• Required work:
Set down exactly the lines running from the line with "Drop a pin on the clear blue" to the end of the listing below, both ends included.

• Part of a data file:
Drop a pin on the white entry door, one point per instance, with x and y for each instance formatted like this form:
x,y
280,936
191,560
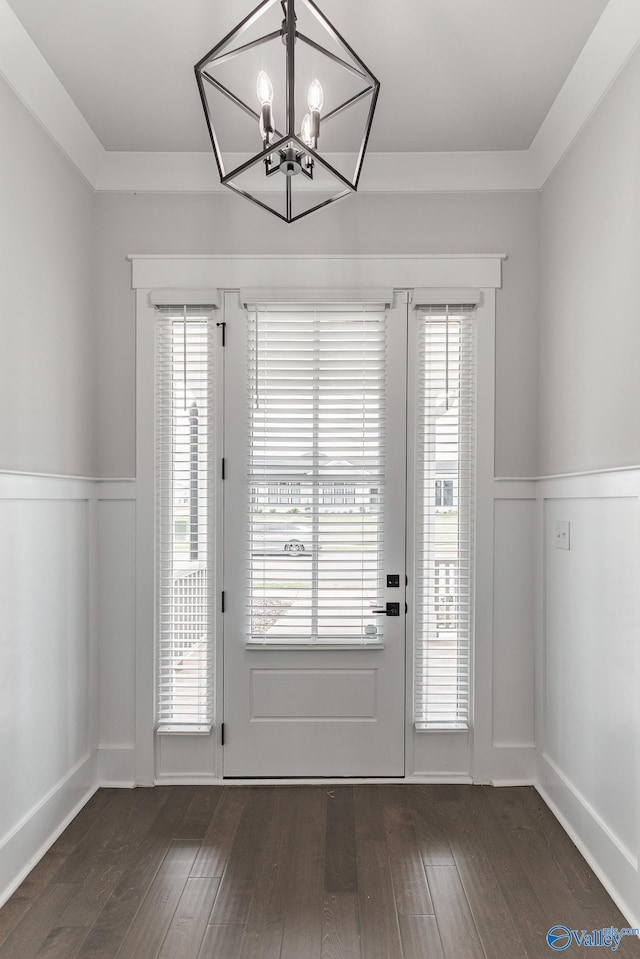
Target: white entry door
x,y
314,539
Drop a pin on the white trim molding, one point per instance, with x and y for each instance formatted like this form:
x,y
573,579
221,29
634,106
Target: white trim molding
x,y
613,41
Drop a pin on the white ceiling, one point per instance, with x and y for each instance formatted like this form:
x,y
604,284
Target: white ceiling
x,y
456,75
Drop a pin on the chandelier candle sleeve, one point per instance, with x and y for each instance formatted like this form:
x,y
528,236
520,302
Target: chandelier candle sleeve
x,y
315,101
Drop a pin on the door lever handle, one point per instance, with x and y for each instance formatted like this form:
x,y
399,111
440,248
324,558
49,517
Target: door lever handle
x,y
391,609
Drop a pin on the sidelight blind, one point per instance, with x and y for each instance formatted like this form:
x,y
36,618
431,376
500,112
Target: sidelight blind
x,y
445,502
316,473
184,510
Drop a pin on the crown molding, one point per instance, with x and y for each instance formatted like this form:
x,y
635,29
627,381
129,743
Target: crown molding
x,y
420,172
34,82
612,43
614,39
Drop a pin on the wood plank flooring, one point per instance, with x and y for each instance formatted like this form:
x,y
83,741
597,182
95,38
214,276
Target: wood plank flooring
x,y
307,872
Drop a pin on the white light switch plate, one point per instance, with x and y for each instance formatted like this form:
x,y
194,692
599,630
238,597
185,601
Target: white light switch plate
x,y
562,534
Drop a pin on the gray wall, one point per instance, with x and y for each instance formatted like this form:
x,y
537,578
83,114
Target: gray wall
x,y
46,324
446,223
589,307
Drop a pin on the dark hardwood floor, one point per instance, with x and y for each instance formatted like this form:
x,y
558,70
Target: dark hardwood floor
x,y
303,872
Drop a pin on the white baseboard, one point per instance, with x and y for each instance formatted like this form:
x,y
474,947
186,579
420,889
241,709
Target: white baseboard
x,y
36,832
416,779
117,766
500,783
604,856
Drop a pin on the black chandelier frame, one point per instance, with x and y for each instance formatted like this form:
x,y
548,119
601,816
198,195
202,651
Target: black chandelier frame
x,y
288,145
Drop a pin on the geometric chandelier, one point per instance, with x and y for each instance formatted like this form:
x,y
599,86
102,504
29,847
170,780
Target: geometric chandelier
x,y
289,109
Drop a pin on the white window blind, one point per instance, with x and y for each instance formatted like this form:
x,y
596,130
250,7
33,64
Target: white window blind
x,y
184,504
316,474
444,533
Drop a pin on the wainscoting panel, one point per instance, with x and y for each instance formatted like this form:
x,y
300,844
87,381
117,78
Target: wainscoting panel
x,y
48,732
589,669
116,632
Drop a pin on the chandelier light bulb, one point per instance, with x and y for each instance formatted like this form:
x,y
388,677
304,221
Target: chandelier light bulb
x,y
315,97
264,89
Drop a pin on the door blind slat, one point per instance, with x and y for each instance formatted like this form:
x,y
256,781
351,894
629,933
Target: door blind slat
x,y
445,498
316,475
184,452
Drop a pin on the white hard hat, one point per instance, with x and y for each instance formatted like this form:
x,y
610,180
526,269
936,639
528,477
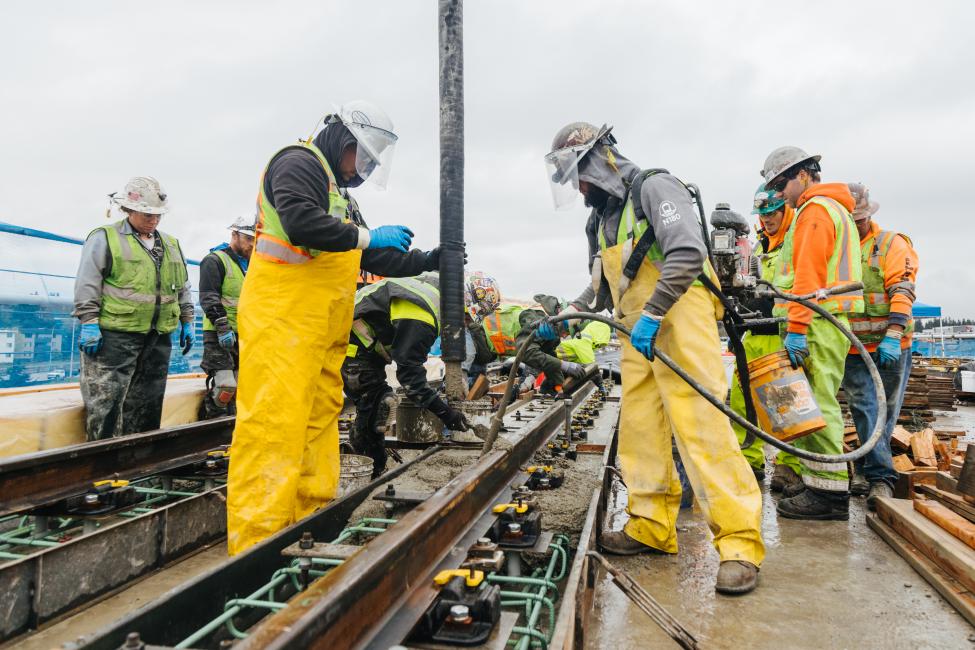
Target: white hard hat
x,y
375,139
142,194
782,159
244,225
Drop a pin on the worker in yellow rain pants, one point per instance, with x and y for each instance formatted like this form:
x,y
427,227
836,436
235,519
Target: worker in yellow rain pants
x,y
294,317
662,303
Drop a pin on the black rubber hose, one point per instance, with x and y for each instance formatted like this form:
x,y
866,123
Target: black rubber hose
x,y
451,29
860,452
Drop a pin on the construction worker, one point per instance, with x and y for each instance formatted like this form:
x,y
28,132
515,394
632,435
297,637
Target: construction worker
x,y
889,271
295,316
395,320
775,217
664,306
502,334
222,274
130,294
819,252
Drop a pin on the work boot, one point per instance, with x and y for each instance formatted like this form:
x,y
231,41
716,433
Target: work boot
x,y
736,577
878,489
818,505
619,543
859,486
782,477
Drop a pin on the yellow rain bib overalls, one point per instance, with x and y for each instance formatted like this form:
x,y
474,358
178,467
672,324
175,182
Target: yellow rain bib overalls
x,y
294,317
657,404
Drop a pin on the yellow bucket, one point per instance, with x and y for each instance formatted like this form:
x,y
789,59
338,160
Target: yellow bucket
x,y
783,397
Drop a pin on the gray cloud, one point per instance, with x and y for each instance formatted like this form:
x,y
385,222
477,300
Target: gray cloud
x,y
201,94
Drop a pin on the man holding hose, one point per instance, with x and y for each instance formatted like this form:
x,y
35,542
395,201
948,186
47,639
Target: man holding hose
x,y
820,251
665,305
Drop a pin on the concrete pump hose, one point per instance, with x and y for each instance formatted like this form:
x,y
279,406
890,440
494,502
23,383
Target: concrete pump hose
x,y
719,404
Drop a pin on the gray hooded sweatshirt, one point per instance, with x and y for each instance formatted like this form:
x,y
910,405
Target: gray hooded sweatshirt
x,y
679,234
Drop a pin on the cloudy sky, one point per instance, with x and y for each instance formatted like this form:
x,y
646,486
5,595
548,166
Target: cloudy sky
x,y
201,94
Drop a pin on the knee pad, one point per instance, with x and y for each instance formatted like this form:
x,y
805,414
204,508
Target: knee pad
x,y
224,387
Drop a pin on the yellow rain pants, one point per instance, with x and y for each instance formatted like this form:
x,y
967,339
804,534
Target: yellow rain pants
x,y
294,322
657,404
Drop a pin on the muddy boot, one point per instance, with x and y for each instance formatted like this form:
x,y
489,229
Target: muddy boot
x,y
818,505
759,473
859,486
619,543
783,477
736,577
878,489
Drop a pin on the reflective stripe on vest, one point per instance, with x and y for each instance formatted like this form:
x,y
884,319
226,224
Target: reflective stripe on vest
x,y
233,281
502,328
135,285
365,333
872,325
842,267
272,242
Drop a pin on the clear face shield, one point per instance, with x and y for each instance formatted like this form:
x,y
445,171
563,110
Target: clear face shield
x,y
562,169
374,153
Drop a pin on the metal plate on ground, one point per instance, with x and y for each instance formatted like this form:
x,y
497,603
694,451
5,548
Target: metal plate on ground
x,y
497,641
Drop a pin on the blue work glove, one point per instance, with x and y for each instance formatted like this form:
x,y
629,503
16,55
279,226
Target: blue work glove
x,y
225,333
186,336
91,338
797,347
548,331
889,351
398,237
644,334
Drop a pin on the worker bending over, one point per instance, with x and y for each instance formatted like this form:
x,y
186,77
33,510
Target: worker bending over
x,y
775,217
395,320
664,306
889,271
819,251
222,274
295,316
130,294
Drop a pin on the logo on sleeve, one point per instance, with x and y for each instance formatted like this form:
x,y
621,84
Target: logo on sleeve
x,y
668,212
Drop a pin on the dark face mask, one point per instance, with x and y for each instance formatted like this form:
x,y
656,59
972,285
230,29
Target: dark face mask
x,y
596,197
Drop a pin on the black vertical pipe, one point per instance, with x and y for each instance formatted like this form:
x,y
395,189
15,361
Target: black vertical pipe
x,y
451,28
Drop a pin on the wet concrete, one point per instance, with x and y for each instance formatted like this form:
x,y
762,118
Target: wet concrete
x,y
121,604
822,585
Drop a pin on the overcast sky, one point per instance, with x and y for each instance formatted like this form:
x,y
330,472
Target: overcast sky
x,y
201,94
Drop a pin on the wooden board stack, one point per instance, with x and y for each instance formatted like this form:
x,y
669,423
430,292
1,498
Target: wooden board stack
x,y
934,527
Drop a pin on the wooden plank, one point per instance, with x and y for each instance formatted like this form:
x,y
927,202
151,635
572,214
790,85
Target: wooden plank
x,y
949,520
902,463
922,447
953,591
954,557
954,502
900,439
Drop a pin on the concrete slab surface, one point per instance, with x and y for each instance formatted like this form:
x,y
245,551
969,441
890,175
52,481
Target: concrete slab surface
x,y
822,585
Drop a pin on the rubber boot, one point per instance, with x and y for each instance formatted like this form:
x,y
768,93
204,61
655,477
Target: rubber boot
x,y
859,486
619,543
816,505
878,489
783,477
736,577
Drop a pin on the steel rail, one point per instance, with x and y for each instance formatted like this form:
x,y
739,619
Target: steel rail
x,y
389,583
37,479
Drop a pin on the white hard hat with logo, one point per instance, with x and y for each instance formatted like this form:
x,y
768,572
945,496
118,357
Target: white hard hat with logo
x,y
244,225
142,194
375,139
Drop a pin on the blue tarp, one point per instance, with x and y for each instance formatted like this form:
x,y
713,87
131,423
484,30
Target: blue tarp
x,y
920,310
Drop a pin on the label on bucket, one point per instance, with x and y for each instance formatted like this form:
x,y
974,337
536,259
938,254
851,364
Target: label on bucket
x,y
787,401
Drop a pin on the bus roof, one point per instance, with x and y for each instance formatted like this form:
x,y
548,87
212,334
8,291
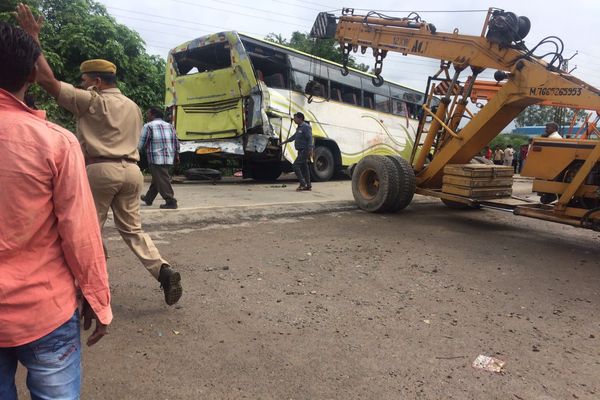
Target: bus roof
x,y
292,50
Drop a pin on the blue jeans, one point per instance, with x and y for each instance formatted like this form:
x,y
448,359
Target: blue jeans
x,y
301,167
53,365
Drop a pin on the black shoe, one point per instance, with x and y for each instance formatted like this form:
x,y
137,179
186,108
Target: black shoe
x,y
170,282
147,202
169,206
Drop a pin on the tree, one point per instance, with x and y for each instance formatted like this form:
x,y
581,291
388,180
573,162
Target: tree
x,y
540,115
77,30
323,48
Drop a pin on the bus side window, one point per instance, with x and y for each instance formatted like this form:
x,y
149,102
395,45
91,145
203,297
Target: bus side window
x,y
336,94
276,81
368,100
349,97
382,103
399,108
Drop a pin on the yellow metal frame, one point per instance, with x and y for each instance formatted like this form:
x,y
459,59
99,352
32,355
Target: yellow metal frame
x,y
529,81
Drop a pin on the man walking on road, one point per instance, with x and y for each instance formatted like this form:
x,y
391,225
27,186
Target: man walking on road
x,y
303,143
551,131
509,155
50,243
108,128
159,142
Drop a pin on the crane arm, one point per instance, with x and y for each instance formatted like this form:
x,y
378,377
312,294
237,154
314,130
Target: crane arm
x,y
528,80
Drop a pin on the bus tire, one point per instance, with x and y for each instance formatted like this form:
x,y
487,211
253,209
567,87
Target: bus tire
x,y
407,183
375,184
323,166
267,172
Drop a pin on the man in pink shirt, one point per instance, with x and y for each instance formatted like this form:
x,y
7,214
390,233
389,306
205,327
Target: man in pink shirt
x,y
50,244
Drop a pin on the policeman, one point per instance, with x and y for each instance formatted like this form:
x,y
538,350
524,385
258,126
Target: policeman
x,y
108,128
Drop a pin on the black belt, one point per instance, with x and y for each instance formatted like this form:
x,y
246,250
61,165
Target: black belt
x,y
96,160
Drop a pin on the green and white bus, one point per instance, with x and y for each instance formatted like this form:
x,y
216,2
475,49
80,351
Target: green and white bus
x,y
232,95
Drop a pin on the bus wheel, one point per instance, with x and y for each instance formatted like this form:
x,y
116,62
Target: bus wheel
x,y
375,184
407,183
266,171
323,166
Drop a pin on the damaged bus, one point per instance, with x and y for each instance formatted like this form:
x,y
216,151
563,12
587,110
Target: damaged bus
x,y
232,96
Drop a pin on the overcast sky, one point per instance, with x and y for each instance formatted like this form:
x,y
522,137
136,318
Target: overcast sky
x,y
163,24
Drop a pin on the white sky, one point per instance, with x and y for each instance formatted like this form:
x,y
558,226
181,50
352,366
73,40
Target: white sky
x,y
163,24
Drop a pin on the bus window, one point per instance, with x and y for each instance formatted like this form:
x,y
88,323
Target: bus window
x,y
300,80
307,84
382,103
202,59
345,93
270,65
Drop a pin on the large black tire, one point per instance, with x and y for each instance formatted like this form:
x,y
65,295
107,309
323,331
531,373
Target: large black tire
x,y
323,167
267,172
375,184
407,183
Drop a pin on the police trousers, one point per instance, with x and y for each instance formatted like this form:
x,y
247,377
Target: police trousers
x,y
117,186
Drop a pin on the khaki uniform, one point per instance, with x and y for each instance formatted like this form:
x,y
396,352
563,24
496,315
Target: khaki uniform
x,y
108,128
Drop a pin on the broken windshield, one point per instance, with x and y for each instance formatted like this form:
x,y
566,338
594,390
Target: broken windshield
x,y
203,59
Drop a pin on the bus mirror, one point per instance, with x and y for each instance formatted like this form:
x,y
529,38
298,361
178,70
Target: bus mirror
x,y
313,88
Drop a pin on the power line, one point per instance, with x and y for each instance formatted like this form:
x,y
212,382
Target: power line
x,y
324,6
236,12
261,9
179,26
422,11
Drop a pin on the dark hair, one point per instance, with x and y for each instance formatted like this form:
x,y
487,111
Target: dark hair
x,y
108,78
18,54
29,101
156,112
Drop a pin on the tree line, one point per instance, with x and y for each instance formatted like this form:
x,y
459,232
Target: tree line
x,y
77,30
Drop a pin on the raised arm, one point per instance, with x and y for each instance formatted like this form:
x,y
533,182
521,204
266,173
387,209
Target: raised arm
x,y
31,25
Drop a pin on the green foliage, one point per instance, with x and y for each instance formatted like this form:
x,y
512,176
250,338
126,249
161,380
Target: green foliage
x,y
323,48
78,30
541,115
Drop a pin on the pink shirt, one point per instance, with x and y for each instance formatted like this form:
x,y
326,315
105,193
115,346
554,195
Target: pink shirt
x,y
49,233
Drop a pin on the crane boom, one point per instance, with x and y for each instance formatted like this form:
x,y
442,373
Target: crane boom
x,y
529,80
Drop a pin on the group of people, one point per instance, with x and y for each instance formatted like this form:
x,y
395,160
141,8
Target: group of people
x,y
508,156
57,189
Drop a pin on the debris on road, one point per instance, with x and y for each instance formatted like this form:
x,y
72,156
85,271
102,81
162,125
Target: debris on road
x,y
487,363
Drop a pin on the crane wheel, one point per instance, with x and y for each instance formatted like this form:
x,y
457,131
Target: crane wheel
x,y
406,183
375,184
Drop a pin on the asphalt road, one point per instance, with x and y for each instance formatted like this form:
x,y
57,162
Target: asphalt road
x,y
301,296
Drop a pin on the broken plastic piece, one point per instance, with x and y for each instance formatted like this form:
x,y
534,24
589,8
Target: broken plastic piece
x,y
490,364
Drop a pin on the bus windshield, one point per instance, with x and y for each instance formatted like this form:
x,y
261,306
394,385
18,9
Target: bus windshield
x,y
203,59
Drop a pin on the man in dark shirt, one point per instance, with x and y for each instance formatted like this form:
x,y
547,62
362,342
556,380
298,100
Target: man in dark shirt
x,y
303,143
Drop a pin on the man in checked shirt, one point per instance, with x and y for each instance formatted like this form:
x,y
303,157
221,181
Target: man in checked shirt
x,y
159,142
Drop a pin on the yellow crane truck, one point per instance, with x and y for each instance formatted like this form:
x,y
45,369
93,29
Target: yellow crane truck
x,y
566,171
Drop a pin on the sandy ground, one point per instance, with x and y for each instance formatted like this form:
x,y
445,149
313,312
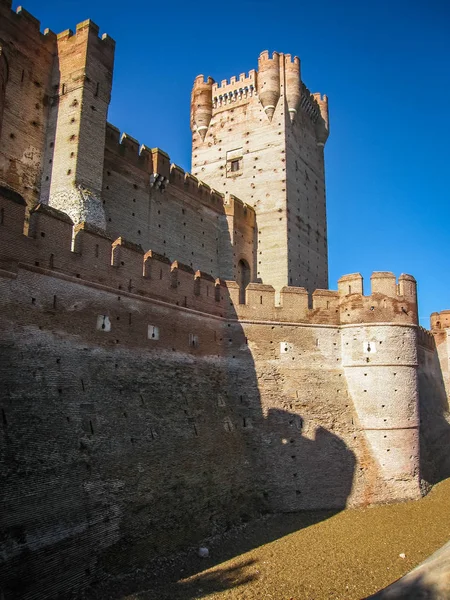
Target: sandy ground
x,y
345,556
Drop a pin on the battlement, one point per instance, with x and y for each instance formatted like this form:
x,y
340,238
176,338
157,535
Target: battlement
x,y
292,59
28,23
236,90
156,163
345,306
265,56
440,320
87,253
86,29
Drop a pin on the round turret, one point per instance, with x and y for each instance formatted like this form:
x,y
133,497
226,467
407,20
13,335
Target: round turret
x,y
201,105
268,82
293,89
322,130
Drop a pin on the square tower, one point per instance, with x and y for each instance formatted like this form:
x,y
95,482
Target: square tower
x,y
261,138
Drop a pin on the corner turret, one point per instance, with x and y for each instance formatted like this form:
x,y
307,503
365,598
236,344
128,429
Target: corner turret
x,y
201,105
322,130
293,84
268,81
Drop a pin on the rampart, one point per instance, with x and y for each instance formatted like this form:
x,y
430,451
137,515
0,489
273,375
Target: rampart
x,y
87,253
152,390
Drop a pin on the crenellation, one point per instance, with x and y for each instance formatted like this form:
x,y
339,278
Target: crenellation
x,y
156,321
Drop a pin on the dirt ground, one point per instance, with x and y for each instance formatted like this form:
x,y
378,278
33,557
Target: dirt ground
x,y
344,556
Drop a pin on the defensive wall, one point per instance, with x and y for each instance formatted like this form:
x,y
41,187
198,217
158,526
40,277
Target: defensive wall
x,y
136,390
152,392
58,149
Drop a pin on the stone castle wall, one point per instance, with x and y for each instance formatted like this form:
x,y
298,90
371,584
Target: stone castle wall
x,y
149,396
136,391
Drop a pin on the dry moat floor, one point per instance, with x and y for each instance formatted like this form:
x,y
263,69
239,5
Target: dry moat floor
x,y
347,555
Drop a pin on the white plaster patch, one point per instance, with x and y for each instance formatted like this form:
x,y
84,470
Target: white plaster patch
x,y
369,347
285,347
81,205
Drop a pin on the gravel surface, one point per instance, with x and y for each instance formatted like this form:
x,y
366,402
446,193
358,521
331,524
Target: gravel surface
x,y
344,556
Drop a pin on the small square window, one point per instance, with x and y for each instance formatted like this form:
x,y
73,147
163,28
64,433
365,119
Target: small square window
x,y
235,166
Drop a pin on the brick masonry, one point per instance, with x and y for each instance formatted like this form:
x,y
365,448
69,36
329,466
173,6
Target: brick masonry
x,y
163,374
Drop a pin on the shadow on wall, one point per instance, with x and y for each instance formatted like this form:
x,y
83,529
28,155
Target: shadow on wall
x,y
135,449
434,415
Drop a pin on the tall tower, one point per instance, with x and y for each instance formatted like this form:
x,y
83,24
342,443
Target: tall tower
x,y
261,137
75,144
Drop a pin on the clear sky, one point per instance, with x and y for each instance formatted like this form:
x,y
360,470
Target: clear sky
x,y
385,68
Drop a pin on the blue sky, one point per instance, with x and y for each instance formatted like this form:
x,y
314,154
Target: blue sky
x,y
385,68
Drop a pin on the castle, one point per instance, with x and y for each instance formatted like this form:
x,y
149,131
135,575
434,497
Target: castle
x,y
172,362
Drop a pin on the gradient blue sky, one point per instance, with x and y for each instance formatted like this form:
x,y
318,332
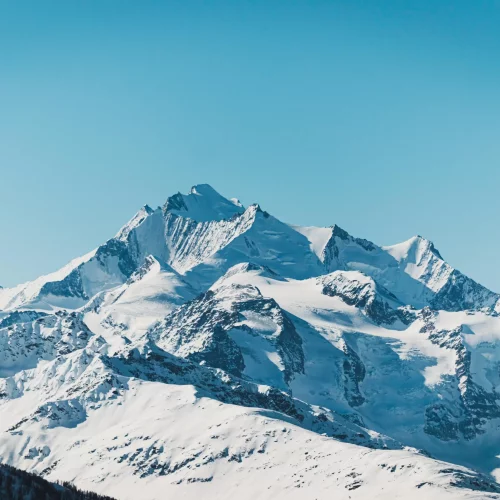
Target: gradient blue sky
x,y
382,116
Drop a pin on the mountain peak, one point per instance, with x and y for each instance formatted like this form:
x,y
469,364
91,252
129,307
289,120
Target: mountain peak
x,y
414,246
202,204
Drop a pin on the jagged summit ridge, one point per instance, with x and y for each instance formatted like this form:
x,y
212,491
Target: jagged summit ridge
x,y
208,346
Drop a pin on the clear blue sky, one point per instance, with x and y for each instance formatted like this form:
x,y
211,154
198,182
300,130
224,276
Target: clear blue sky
x,y
382,116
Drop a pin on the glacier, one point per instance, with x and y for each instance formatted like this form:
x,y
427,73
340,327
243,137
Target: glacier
x,y
211,349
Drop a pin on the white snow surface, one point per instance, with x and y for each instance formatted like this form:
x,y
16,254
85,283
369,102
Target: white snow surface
x,y
213,351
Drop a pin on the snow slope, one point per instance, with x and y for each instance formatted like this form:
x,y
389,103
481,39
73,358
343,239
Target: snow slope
x,y
212,350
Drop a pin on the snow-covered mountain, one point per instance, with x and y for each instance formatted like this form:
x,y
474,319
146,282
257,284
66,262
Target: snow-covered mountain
x,y
209,346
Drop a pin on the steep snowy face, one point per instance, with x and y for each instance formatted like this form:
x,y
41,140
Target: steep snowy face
x,y
451,290
202,204
356,289
201,235
238,330
208,344
150,293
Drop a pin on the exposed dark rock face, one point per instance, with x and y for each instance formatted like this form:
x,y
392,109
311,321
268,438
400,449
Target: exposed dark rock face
x,y
474,406
354,374
208,318
379,304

• Solution to this task:
Drop a pin on the clear blue sky, one point per instance, with x and y for each instance formatted like this form:
x,y
211,154
198,182
300,130
224,276
Target: clear blue sky
x,y
382,116
Drop a pin on the glacier, one point per instance, with x and y for each instance formatted like this form:
x,y
427,73
340,327
243,137
Target: glacier
x,y
211,349
Drop a pin on the white snow surface, one point per instance, with x and y for each instance formatted like this form:
x,y
16,254
85,283
369,102
Target: white snow surface
x,y
213,351
Drop a pin on the snow slope, one point per instance, with x and y for each instance formatted like this form:
x,y
389,103
481,39
73,358
343,239
Target: snow slope
x,y
212,350
Drop a pin on the snow-covered mountain, one point per instance, with x and y for each instance formatted like this form:
x,y
474,319
146,282
257,284
66,262
Target: snow-covered mountain
x,y
209,346
Drop a pin on the steep snowy face, one point per instance, with x and y for each instance formatted like this form:
x,y
41,140
Target: steep snowy face
x,y
451,290
202,204
356,289
201,235
238,330
208,344
150,293
Drop a pin on the exposed dark rock face, one point per instance, with x and y for each instance formatted like this form:
x,y
392,109
311,321
268,438
400,449
Target: exposed dark rock face
x,y
474,406
354,374
208,318
379,304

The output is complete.